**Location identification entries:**
· · · ·
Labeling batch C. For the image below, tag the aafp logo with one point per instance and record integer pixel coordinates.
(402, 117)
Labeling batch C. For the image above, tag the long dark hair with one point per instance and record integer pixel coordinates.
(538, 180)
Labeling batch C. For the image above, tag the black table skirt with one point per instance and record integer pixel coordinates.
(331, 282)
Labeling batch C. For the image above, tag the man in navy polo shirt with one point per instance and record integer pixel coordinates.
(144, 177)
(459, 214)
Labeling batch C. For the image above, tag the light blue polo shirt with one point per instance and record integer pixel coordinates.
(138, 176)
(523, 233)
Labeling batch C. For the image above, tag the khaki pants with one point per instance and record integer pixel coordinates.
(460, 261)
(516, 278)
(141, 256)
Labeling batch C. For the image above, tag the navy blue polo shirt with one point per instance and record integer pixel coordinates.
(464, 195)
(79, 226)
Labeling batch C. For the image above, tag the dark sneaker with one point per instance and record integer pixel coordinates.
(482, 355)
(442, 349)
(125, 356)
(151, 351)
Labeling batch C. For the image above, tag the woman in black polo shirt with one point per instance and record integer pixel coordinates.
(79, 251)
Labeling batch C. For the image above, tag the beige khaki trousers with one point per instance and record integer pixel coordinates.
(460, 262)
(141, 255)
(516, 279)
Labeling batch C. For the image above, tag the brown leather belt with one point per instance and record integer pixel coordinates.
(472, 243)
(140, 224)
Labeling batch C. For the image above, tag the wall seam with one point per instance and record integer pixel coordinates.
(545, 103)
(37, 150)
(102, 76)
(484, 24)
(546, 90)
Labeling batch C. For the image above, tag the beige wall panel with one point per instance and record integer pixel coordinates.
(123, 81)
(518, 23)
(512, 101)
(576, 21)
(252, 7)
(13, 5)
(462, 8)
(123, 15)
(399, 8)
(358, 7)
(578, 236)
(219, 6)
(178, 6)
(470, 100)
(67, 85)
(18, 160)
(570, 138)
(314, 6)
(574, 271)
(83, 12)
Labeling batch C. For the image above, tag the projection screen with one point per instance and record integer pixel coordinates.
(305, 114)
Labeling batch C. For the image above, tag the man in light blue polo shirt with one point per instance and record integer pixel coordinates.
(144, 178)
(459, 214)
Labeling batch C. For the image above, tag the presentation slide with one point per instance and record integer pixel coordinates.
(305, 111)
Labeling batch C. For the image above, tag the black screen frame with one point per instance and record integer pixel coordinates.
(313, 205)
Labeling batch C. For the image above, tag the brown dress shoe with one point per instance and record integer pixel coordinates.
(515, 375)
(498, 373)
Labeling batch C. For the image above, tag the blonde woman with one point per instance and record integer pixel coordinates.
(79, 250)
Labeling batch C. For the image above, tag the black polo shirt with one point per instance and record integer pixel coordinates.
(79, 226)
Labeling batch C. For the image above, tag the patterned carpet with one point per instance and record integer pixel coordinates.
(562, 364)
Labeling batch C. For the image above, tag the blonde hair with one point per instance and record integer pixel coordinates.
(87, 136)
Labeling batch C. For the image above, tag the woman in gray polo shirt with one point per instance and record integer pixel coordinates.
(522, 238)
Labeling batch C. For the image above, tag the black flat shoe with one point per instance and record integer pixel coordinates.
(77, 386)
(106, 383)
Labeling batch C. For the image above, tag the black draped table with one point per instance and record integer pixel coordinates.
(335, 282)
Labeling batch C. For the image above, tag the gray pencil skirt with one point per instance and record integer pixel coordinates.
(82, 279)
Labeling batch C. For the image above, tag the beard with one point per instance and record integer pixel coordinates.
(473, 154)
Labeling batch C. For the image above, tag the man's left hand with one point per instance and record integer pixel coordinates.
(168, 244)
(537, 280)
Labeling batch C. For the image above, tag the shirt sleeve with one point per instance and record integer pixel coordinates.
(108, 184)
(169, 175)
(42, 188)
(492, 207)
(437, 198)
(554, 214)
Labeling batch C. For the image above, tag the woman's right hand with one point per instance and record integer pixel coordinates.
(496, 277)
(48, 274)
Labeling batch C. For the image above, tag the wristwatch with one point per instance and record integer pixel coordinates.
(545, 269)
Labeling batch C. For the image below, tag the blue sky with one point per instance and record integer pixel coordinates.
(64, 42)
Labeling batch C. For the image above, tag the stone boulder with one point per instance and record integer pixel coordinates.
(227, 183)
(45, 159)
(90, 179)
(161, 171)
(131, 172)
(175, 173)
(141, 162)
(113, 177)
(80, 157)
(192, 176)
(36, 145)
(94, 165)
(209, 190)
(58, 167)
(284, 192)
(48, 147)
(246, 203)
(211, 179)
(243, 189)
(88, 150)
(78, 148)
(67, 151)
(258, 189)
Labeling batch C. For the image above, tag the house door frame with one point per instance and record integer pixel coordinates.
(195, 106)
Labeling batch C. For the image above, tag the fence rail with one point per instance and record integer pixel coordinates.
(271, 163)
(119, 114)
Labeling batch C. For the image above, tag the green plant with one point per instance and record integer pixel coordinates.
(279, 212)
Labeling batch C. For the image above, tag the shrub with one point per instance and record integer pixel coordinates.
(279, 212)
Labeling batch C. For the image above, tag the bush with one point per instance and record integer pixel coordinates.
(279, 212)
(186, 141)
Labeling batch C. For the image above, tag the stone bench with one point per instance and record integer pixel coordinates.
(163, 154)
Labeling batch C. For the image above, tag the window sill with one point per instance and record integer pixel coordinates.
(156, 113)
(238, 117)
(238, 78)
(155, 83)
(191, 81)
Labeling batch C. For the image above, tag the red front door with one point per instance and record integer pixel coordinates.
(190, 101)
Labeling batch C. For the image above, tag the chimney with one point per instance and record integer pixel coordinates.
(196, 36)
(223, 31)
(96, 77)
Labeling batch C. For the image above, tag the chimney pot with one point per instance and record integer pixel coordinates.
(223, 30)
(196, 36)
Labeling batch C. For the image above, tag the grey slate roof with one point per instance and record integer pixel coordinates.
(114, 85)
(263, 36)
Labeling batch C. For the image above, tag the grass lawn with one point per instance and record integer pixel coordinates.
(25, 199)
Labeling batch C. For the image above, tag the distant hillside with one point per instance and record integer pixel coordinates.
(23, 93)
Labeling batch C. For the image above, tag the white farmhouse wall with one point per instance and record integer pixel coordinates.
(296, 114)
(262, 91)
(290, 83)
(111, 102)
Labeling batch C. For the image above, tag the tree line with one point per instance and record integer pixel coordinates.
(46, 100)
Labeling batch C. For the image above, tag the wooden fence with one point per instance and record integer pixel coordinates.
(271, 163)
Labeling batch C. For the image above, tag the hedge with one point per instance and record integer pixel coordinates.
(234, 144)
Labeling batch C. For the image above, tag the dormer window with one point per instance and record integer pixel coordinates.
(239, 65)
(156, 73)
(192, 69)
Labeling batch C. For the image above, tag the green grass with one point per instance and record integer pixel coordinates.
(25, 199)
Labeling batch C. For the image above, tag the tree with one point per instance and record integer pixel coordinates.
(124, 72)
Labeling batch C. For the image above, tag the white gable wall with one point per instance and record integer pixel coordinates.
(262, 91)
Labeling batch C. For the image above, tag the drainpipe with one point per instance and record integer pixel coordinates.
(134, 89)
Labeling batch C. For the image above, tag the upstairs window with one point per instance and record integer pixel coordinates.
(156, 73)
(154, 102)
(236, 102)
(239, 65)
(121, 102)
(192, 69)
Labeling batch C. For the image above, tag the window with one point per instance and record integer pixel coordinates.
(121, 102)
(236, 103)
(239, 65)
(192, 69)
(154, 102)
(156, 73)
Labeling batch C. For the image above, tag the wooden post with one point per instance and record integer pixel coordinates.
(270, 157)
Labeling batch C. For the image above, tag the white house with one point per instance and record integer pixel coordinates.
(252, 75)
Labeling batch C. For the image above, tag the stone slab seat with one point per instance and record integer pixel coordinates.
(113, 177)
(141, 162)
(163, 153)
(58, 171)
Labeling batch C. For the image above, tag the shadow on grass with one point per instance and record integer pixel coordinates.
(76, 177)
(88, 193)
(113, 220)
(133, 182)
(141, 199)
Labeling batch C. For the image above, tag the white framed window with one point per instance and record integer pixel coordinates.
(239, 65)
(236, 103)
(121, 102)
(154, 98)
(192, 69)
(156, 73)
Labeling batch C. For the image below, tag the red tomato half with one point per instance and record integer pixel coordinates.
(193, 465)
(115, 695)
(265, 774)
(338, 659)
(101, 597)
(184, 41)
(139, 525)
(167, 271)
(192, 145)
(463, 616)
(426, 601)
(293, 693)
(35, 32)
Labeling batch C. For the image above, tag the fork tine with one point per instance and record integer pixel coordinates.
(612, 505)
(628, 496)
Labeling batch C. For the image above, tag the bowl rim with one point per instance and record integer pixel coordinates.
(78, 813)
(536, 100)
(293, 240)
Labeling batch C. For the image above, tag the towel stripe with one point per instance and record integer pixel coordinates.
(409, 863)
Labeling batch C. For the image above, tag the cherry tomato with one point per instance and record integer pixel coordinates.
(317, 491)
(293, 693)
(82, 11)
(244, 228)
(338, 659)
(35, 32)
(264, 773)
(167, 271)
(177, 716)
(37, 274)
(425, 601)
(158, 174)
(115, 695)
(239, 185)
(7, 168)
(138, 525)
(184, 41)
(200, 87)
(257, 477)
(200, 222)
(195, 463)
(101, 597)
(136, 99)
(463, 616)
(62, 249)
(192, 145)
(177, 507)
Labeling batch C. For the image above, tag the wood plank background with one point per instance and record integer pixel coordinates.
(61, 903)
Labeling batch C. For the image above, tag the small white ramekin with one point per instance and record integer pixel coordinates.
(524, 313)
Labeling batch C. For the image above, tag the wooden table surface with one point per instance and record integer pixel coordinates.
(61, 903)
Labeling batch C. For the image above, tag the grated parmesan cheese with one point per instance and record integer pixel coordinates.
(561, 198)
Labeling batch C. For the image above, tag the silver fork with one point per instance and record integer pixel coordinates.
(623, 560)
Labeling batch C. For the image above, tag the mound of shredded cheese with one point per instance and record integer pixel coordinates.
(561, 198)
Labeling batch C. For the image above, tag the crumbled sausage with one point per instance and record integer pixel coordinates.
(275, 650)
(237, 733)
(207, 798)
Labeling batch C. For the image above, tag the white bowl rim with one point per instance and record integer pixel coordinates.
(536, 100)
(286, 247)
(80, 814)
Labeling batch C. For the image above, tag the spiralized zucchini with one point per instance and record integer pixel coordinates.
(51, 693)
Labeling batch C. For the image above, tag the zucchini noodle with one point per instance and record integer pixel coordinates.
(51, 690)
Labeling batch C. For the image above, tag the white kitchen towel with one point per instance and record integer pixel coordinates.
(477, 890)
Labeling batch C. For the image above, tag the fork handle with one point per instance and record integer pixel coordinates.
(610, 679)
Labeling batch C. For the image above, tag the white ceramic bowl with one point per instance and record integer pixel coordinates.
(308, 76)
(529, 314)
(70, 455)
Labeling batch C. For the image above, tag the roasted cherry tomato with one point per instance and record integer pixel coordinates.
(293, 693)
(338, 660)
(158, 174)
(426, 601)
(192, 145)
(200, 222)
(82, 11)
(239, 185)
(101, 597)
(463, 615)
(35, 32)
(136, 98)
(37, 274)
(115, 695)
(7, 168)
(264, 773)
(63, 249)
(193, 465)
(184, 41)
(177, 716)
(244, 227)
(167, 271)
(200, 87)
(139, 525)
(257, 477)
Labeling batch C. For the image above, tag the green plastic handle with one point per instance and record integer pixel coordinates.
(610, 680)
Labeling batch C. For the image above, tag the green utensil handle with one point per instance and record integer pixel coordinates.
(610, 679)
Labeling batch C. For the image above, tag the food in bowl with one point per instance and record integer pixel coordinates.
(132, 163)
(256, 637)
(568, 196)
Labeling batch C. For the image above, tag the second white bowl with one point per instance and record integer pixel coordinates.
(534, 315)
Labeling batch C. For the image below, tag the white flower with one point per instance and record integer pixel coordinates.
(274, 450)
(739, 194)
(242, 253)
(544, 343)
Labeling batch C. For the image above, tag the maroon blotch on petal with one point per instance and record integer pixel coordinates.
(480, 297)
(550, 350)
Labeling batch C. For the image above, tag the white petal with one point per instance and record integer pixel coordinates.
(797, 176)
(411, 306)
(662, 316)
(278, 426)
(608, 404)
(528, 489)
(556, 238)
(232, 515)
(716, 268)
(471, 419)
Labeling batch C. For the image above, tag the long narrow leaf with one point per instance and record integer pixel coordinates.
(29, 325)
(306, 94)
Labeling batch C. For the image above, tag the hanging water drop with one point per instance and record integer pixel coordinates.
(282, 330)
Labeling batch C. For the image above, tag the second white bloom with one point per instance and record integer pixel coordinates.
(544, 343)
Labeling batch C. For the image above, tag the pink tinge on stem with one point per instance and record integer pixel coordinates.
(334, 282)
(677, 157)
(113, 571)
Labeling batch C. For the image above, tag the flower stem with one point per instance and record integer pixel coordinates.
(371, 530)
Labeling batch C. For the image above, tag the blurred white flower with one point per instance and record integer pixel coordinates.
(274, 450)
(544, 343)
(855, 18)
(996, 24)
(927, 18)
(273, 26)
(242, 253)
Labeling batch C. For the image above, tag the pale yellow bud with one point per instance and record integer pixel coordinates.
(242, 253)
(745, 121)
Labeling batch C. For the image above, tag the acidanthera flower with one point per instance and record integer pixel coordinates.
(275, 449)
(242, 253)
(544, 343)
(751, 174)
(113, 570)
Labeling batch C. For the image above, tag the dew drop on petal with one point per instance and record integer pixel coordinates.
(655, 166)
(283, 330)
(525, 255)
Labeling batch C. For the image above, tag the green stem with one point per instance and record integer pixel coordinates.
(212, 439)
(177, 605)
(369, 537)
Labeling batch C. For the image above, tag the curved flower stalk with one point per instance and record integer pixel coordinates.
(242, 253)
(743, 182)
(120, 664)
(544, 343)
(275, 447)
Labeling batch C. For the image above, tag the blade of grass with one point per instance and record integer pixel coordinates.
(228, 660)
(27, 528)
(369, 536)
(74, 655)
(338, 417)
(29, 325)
· · · ·
**What you need to do:**
The lines to reproduce run from the one that contains "Labeling batch C. For the image above, tag the dew" through the last line above; copy them exactly.

**Exercise result:**
Labeling batch C. For the image above, tag the dew drop on petal with one point per instance and record integer pixel coordinates.
(655, 166)
(283, 330)
(525, 255)
Labeling batch C. For the image above, tag the green stem with one point per instance and record integer pixel coordinates.
(212, 439)
(177, 605)
(369, 537)
Labeling batch C. For the image above, tag the curved flower stalk with one point per instance and record integer pixel coordinates.
(242, 253)
(743, 182)
(120, 664)
(544, 343)
(275, 447)
Labeling batch C. For the image above, tag the blade of grass with one point per instance and record integer pixel coordinates.
(228, 660)
(27, 528)
(369, 536)
(74, 655)
(338, 417)
(29, 325)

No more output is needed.